Data excerpts

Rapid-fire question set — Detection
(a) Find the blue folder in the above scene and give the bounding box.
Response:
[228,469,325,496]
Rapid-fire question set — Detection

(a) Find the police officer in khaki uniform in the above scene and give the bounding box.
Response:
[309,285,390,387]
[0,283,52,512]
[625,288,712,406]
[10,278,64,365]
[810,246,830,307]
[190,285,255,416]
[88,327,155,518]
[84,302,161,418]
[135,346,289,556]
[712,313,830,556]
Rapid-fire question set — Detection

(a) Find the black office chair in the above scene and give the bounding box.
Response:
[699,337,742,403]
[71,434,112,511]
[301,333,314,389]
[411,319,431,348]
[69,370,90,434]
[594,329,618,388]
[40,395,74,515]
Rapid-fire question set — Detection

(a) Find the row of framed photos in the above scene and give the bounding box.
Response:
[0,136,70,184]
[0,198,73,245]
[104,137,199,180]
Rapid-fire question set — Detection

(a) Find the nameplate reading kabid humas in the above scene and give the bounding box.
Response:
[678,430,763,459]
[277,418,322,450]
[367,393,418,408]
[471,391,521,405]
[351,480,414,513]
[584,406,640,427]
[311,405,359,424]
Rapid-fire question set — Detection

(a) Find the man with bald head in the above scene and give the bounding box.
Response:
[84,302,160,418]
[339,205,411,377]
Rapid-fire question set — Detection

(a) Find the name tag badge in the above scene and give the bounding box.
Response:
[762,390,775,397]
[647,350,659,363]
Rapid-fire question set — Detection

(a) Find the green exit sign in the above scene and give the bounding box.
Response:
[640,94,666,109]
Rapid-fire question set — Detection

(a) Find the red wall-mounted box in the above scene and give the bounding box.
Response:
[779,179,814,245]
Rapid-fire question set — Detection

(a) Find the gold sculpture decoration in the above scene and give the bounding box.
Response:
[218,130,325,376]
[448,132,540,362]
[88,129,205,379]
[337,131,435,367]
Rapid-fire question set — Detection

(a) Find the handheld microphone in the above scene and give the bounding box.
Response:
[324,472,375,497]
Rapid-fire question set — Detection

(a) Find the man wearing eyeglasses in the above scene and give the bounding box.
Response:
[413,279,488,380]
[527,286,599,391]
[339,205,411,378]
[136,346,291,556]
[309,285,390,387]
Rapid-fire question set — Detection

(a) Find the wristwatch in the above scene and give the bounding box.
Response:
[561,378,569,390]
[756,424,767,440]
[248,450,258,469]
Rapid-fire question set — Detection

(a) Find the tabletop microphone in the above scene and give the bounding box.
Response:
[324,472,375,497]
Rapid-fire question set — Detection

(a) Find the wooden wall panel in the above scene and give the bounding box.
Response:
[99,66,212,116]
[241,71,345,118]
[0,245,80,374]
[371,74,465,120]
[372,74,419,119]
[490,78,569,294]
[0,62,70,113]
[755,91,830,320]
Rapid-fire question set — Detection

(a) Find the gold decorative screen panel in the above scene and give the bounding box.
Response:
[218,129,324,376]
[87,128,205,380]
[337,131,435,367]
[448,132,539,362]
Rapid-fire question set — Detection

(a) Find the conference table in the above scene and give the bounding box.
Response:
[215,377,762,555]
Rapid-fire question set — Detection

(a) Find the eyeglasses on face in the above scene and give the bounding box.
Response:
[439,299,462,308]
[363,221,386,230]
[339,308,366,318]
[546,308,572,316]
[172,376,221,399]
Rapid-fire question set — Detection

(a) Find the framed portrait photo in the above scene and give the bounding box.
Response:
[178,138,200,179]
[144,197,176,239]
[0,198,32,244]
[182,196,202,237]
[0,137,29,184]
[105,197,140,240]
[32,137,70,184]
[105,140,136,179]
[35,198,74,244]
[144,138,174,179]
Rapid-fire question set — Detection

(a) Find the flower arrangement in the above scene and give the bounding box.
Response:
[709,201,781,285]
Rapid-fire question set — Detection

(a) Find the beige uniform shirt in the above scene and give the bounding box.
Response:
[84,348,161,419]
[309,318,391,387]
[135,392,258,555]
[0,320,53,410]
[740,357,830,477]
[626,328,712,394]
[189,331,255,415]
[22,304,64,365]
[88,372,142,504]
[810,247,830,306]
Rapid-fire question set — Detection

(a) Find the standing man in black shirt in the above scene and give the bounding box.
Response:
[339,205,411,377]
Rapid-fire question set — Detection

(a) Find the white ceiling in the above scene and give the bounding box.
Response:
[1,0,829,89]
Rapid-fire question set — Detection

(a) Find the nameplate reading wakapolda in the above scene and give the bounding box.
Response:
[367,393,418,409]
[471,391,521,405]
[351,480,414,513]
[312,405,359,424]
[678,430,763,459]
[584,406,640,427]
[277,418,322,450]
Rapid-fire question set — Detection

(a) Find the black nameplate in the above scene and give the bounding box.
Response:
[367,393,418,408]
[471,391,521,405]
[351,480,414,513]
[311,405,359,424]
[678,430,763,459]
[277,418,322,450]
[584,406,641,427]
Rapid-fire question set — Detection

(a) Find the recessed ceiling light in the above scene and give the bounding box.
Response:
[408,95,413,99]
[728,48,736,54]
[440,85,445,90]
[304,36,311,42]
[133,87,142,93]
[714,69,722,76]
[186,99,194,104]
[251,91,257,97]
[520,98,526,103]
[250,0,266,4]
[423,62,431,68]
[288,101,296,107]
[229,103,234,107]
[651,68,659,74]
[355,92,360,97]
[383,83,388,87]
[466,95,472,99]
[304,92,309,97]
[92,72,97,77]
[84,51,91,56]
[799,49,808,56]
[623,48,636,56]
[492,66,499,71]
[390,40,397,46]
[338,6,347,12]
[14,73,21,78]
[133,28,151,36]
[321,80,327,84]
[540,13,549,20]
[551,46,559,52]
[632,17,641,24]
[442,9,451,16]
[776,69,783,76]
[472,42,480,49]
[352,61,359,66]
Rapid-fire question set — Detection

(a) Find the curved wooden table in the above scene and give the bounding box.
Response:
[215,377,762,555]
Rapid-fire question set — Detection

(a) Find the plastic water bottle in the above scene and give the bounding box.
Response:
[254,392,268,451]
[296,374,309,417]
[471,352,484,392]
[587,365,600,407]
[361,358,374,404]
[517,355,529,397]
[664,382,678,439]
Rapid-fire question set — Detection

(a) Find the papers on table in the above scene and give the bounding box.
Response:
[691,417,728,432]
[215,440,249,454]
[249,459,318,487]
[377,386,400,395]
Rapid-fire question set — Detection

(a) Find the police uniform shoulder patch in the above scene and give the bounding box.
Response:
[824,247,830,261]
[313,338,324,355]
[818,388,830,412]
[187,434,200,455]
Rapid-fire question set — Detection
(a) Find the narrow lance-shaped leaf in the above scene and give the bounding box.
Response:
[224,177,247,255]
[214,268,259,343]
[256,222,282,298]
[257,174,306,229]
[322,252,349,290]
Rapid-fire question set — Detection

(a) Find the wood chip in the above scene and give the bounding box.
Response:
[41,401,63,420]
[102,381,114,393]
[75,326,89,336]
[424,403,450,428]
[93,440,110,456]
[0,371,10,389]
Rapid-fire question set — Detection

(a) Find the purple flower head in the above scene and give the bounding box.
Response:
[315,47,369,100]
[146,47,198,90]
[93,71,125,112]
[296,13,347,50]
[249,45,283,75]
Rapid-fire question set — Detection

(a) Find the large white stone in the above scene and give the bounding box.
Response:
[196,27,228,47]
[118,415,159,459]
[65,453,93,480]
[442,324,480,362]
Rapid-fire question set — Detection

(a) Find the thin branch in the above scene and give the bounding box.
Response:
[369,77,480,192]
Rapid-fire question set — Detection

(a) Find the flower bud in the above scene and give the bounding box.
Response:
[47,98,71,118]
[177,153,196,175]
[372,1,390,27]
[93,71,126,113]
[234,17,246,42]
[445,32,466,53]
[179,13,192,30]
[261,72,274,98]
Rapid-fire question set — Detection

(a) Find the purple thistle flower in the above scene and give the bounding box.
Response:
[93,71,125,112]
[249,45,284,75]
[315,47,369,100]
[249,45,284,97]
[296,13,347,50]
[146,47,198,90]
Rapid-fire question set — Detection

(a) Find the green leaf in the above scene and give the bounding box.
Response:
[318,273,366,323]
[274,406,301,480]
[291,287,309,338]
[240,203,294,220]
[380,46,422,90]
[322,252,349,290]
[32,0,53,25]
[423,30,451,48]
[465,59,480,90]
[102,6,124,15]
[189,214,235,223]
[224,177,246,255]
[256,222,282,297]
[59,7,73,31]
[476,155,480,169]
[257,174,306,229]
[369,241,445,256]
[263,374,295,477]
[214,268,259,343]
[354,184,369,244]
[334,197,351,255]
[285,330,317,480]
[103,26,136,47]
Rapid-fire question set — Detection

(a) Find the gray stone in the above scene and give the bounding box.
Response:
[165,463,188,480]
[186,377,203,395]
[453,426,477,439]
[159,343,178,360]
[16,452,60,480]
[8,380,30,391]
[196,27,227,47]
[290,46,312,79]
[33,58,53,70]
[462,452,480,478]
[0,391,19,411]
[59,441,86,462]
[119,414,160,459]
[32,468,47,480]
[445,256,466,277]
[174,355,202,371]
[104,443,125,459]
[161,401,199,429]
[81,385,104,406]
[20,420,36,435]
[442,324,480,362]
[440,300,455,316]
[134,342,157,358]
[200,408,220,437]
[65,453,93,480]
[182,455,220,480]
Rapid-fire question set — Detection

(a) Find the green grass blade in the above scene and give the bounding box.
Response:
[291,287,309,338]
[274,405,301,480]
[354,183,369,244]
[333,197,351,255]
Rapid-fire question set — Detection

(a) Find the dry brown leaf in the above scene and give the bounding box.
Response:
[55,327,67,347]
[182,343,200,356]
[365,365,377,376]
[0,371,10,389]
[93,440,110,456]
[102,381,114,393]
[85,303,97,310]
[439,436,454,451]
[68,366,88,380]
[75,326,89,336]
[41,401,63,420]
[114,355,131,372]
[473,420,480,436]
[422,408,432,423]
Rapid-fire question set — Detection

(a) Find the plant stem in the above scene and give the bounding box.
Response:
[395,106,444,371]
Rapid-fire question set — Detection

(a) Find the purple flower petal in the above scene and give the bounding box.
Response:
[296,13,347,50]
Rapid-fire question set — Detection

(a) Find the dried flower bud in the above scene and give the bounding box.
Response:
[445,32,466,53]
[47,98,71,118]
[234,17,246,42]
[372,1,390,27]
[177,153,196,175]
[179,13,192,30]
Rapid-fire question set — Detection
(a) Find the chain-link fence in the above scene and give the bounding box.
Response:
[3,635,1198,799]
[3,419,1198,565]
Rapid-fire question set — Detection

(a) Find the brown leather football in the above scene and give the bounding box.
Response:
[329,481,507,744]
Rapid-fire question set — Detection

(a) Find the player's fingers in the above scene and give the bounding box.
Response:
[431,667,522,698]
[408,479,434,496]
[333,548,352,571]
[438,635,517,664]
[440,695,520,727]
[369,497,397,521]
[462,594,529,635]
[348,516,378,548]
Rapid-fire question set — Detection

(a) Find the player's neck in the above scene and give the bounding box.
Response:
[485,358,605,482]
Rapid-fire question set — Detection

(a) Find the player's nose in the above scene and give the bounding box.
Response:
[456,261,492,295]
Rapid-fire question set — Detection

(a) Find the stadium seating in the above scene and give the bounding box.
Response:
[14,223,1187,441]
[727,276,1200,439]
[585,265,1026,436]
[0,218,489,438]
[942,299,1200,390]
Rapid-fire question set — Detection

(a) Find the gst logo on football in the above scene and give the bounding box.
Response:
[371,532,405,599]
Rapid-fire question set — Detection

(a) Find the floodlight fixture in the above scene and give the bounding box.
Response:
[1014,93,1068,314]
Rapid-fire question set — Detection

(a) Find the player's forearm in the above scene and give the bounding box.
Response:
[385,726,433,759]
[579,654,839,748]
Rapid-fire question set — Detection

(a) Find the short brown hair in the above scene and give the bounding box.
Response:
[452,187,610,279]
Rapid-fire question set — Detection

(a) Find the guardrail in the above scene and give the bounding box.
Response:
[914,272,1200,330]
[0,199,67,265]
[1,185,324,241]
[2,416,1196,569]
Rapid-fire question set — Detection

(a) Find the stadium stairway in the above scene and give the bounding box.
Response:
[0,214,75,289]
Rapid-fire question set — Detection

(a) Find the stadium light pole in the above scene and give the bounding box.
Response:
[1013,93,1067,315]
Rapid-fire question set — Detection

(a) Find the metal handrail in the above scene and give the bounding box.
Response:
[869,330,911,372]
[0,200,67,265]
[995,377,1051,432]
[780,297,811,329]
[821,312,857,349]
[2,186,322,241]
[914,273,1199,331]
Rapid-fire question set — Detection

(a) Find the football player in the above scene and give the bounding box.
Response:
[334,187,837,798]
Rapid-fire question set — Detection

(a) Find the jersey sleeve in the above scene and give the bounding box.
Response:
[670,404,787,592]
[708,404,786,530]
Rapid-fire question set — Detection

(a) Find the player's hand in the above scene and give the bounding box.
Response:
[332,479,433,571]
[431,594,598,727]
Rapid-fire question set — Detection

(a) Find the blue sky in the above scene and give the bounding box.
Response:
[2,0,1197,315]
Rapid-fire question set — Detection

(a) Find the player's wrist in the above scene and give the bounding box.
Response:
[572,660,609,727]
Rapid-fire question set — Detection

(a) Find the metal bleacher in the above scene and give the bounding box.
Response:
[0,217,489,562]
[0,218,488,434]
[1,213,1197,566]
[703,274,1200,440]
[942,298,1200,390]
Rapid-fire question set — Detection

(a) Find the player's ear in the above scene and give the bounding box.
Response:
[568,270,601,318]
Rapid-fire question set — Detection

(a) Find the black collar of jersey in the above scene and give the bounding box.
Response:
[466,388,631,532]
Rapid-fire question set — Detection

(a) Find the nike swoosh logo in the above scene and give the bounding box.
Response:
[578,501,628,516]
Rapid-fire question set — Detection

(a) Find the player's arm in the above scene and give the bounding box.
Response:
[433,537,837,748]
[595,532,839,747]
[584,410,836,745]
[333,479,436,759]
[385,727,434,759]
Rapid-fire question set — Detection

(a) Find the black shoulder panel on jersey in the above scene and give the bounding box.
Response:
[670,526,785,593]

#### DIRECTIONS:
The lines above that hold the word "ceiling" are the ones to copy.

#### RESPONSE TO THE EXERCISE:
(a) Find the white ceiling in the above scene and give the bounding box.
(a) Find the recessed ceiling light in the above scene and give the bounding box.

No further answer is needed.